++++ Supplied entries

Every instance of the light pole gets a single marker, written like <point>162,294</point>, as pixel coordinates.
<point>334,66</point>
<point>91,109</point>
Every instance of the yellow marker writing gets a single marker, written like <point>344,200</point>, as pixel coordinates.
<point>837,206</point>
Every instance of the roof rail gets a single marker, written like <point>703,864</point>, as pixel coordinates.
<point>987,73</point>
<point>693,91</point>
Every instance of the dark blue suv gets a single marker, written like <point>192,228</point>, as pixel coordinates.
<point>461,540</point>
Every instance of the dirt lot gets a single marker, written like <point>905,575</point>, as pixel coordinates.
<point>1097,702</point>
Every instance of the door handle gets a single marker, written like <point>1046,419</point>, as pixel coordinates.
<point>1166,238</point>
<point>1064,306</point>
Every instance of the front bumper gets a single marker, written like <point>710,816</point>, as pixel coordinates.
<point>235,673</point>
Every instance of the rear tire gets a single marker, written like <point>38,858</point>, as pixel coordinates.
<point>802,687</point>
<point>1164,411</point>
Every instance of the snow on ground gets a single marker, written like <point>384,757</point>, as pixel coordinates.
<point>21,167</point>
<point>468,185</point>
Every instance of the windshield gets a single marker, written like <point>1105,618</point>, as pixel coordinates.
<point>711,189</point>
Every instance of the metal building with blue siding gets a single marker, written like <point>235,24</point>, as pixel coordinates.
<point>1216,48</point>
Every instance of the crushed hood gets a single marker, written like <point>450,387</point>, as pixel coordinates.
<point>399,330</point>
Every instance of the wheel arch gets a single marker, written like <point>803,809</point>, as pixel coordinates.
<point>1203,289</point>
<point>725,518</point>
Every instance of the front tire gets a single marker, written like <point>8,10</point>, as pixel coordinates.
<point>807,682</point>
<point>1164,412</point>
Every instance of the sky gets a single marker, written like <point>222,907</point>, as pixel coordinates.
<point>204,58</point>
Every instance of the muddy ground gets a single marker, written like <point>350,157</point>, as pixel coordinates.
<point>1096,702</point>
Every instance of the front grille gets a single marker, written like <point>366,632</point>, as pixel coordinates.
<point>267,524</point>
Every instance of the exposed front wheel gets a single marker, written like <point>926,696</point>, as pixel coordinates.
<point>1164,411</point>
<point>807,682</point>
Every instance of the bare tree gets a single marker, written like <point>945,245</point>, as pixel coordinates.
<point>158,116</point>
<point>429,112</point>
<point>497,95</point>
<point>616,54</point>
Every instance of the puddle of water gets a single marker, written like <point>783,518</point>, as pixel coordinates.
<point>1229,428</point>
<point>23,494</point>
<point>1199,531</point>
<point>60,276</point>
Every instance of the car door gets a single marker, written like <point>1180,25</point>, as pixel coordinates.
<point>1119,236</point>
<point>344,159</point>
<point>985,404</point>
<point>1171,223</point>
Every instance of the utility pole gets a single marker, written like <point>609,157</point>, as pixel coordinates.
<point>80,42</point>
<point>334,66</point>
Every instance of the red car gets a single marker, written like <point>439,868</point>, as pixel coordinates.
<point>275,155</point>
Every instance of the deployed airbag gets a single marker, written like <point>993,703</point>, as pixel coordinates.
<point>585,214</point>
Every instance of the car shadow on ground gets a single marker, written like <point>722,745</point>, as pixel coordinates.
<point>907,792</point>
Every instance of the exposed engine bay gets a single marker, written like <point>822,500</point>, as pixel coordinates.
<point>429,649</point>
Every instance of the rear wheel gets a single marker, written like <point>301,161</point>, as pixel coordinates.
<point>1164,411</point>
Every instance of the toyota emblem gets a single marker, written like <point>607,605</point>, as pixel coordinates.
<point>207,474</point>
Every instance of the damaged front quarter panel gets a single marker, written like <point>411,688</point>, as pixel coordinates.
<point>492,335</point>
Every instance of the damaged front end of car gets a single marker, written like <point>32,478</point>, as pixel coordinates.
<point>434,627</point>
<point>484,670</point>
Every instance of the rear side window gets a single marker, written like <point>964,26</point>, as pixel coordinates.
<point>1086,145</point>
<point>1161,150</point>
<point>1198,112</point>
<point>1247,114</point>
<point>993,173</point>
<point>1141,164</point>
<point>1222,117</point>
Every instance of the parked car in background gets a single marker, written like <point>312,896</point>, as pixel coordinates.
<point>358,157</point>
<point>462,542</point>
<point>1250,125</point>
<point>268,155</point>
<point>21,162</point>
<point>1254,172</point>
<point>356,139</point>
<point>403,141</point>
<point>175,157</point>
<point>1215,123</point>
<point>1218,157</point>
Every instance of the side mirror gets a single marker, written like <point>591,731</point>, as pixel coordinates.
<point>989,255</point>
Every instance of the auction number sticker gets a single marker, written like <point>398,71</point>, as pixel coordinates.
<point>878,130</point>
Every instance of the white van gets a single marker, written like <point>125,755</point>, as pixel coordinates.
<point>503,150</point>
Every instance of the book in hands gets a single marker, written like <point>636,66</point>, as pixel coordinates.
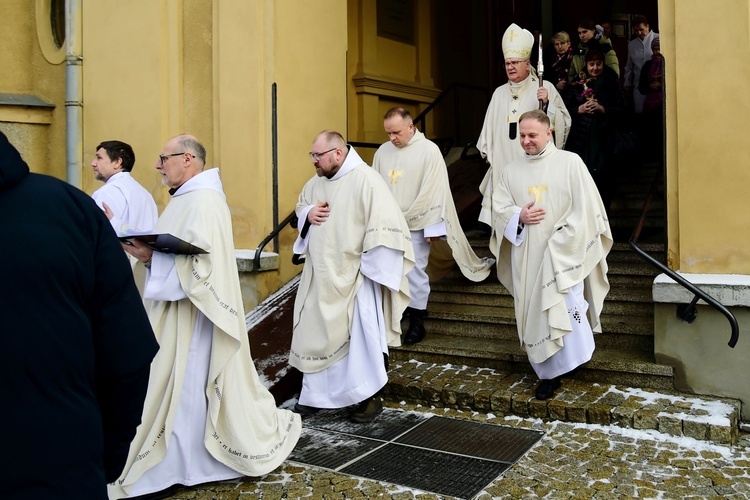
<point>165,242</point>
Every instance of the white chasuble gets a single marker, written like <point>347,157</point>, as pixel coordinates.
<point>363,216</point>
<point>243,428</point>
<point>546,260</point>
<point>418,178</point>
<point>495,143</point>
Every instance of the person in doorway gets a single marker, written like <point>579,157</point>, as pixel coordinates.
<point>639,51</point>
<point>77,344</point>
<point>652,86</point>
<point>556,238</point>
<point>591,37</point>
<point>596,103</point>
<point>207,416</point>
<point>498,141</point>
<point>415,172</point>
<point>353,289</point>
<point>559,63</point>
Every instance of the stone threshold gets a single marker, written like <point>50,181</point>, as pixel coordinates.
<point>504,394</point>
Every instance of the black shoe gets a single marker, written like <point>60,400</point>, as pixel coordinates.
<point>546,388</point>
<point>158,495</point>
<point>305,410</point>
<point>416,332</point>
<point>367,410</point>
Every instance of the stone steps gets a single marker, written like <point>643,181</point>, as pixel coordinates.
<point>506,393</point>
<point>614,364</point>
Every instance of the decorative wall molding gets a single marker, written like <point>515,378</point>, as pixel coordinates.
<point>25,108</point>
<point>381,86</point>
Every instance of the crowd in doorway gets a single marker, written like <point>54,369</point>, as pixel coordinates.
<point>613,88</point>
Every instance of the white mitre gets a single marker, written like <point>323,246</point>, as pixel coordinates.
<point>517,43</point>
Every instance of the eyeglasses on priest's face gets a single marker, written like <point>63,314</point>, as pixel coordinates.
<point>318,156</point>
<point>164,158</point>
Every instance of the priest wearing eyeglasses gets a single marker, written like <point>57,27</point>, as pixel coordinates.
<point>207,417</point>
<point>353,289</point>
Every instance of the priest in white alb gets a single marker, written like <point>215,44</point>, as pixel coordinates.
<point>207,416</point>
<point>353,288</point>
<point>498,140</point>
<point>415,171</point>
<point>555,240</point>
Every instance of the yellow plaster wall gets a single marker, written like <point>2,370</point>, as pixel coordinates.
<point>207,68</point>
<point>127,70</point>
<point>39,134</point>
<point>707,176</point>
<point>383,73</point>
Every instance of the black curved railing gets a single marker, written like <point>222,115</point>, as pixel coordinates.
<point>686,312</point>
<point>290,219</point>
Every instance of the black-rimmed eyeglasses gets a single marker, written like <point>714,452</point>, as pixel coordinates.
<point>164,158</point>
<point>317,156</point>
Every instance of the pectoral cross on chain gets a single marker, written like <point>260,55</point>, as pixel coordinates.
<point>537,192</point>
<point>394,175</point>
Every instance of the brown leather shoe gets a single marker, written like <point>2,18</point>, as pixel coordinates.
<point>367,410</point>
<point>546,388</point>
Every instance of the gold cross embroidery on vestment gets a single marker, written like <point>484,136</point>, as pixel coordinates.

++++++++

▶ [Short task]:
Transcribe every entry word for word, but omit the pictures.

▶ [Full solution]:
Every instance of the light pole gets a single marker, written like <point>162,294</point>, as pixel coordinates.
<point>334,66</point>
<point>91,109</point>
Every instance of the yellow marker writing gets a single marker, written like <point>344,200</point>, as pixel coordinates.
<point>837,206</point>
Every instance of the roof rail gets a single marker, written like <point>703,864</point>, as pixel coordinates.
<point>987,73</point>
<point>693,91</point>
Every instance of the dark blue suv gets a single marker, written like <point>192,228</point>, as pixel coordinates.
<point>461,540</point>
Every instance of the dirt lot gets a single marker, written like <point>905,575</point>, as pixel coordinates.
<point>1097,702</point>
Every instance of the door handle gets a single marker, written like <point>1046,419</point>, as pixel coordinates.
<point>1166,238</point>
<point>1064,306</point>
Every instance of the front bumper gets a single marker, written like <point>710,816</point>, as pixel coordinates.
<point>235,673</point>
Every instance of the rear tire gets a single marker, written like <point>38,858</point>, as pixel coordinates.
<point>802,687</point>
<point>1164,411</point>
Every instance of the snow on ground gets a single marker, written like <point>384,757</point>, as pixel coordinates.
<point>21,167</point>
<point>468,185</point>
Every instance of the windshield gets a single marker, written like <point>1105,618</point>, as pixel coordinates.
<point>711,189</point>
Every instance of the metal building with blue siding gets a single marker, written like <point>235,24</point>, as pixel coordinates.
<point>1216,48</point>
Every instance of the crushed hood gets a single marker, written like <point>450,387</point>, as pixel coordinates.
<point>399,330</point>
Every instance of the wheel arch gets a single marker, written like <point>803,809</point>, as pixel coordinates.
<point>1203,289</point>
<point>725,518</point>
Every instance of the front tire gets a single marker, written like <point>8,10</point>, as pixel coordinates.
<point>807,682</point>
<point>1164,412</point>
Every instance of the sky gets a single marker, written like <point>222,907</point>, as pixel coordinates.
<point>204,58</point>
Every instance of the muddy ground gets a single marker, written like <point>350,157</point>, as pixel coordinates.
<point>1096,702</point>
Every instance of the front grille gets a single marker, written like <point>366,632</point>, as pixel coordinates.
<point>267,524</point>
Every instance of the exposed front wheel gets a single marker, written like <point>926,696</point>, as pixel coordinates.
<point>1164,411</point>
<point>807,682</point>
Every instance of the bare tree gets a single marker, written like <point>945,245</point>, as pixel coordinates.
<point>158,116</point>
<point>429,112</point>
<point>497,95</point>
<point>616,54</point>
Every instance of the puddle of water gets a single marker, written like <point>783,518</point>, as pixel coordinates.
<point>1229,428</point>
<point>23,494</point>
<point>1199,531</point>
<point>60,276</point>
Every instance of the car door gets a single marker, written like <point>1180,25</point>, as pixel coordinates.
<point>1119,236</point>
<point>344,159</point>
<point>985,404</point>
<point>1171,223</point>
Every instance of the utility pole gets a single marker, written like <point>609,157</point>, as pixel coordinates.
<point>80,42</point>
<point>334,66</point>
Every instance of the red car gets a single marker, written like <point>439,868</point>, as pixel coordinates.
<point>275,155</point>
Every instance of the deployed airbag gets a single marker, written like <point>993,703</point>, as pixel coordinates.
<point>585,214</point>
Every instance of the car shadow on ground gets a single marker, written like <point>722,745</point>, as pixel coordinates.
<point>907,792</point>
Every instance of the exposed engine bay gets a single marker, written like <point>822,500</point>, as pixel coordinates.
<point>429,649</point>
Every instance of the rear wheel gets a single marker, written like <point>301,161</point>, as pixel coordinates.
<point>1164,411</point>
Every instance of the toyota emblem gets a single marker, written like <point>607,605</point>, as pixel coordinates.
<point>207,474</point>
Every instance of the damaged front quarter panel gets a single marker, written like <point>411,688</point>, as pixel coordinates.
<point>492,335</point>
Every instance of the damaged front end of car gets a single marker, written like <point>32,478</point>, as pixel coordinates.
<point>434,627</point>
<point>484,670</point>
Every instance of the rear side window gets a single marker, written like <point>964,26</point>, as pixel coordinates.
<point>1086,145</point>
<point>1161,150</point>
<point>1198,112</point>
<point>1247,114</point>
<point>993,173</point>
<point>1141,164</point>
<point>1222,117</point>
Every instance of the parked car in background gets a single marker, written like <point>312,896</point>, as pixel coordinates.
<point>358,157</point>
<point>462,542</point>
<point>1250,125</point>
<point>268,155</point>
<point>21,162</point>
<point>1254,172</point>
<point>356,139</point>
<point>403,141</point>
<point>175,157</point>
<point>1215,123</point>
<point>1218,157</point>
Every instance of the side mirror gets a single marker, written like <point>591,731</point>, as pixel coordinates.
<point>989,255</point>
Every instance of the auction number sticker gets a single marker, written like <point>398,71</point>, as pixel coordinates.
<point>878,130</point>
Every instance of the white van gets a single marker, written like <point>125,755</point>, as pixel coordinates.
<point>503,150</point>
Every instance of the book in hands gets a single marker, written like <point>636,66</point>, as pixel coordinates.
<point>165,242</point>
Every instance of the white chasuble gets a single marker, written like <point>347,157</point>, as pixel coordinates.
<point>363,216</point>
<point>243,428</point>
<point>546,260</point>
<point>418,178</point>
<point>495,143</point>
Every instance of the person in doorway gets a single marker, written like <point>579,157</point>, as pixel coordinates.
<point>639,51</point>
<point>77,344</point>
<point>652,86</point>
<point>556,238</point>
<point>591,37</point>
<point>596,103</point>
<point>207,416</point>
<point>498,141</point>
<point>415,172</point>
<point>353,289</point>
<point>559,63</point>
Every instance of the stone threshold gets a single marker, written like <point>50,181</point>, as pixel coordinates.
<point>504,394</point>
Every instance of the black shoe gets a single marker, written like <point>60,400</point>, as pixel coordinates.
<point>546,388</point>
<point>158,495</point>
<point>305,410</point>
<point>416,332</point>
<point>367,410</point>
Every instance of the stone steps gets a single marker, written like <point>643,181</point>, as pixel coordinates.
<point>506,393</point>
<point>614,364</point>
Every instance of the decorative wall molding gets a single marker, written like <point>515,378</point>, as pixel coordinates.
<point>25,108</point>
<point>381,86</point>
Every instance of the crowd in doorway gets a single marker, written like <point>54,369</point>, as pixel coordinates.
<point>613,88</point>
Every instance of the white mitre gets a single marker, written like <point>323,246</point>, as pixel coordinates.
<point>517,43</point>
Every instance of the eyeglasses on priest's face gets a single marker, written like <point>63,314</point>, as pixel coordinates.
<point>318,156</point>
<point>164,158</point>
Every instance of the priest wearing eyeglasses gets a single marker, written like <point>57,27</point>, as pixel coordinates.
<point>207,417</point>
<point>353,289</point>
Every instance of the priest in white alb gets a single marker, written like <point>215,44</point>, as pixel coordinates.
<point>207,416</point>
<point>353,288</point>
<point>498,140</point>
<point>415,171</point>
<point>555,240</point>
Every instance of the yellow plaster wall gets a single marker, written like <point>2,370</point>, as pixel coordinates.
<point>207,68</point>
<point>127,70</point>
<point>39,134</point>
<point>707,176</point>
<point>383,73</point>
Every instance of the black curved railing gets a single marker, written like <point>222,115</point>, as pixel coordinates.
<point>686,312</point>
<point>290,219</point>
Every instance of the black-rimmed eyeglasses gets a single marker, written like <point>714,452</point>, as pixel coordinates.
<point>164,158</point>
<point>317,156</point>
Every instance of the pectoral cross on chain gets a single marker, written like <point>260,55</point>, as pixel coordinates.
<point>537,192</point>
<point>394,175</point>
Every instance of the brown leather shoe gets a single marker, written like <point>2,18</point>, as pixel coordinates.
<point>367,410</point>
<point>546,388</point>
Every instance of the gold cross embroidery on vestment gets a single marker, written like <point>484,136</point>, as pixel coordinates.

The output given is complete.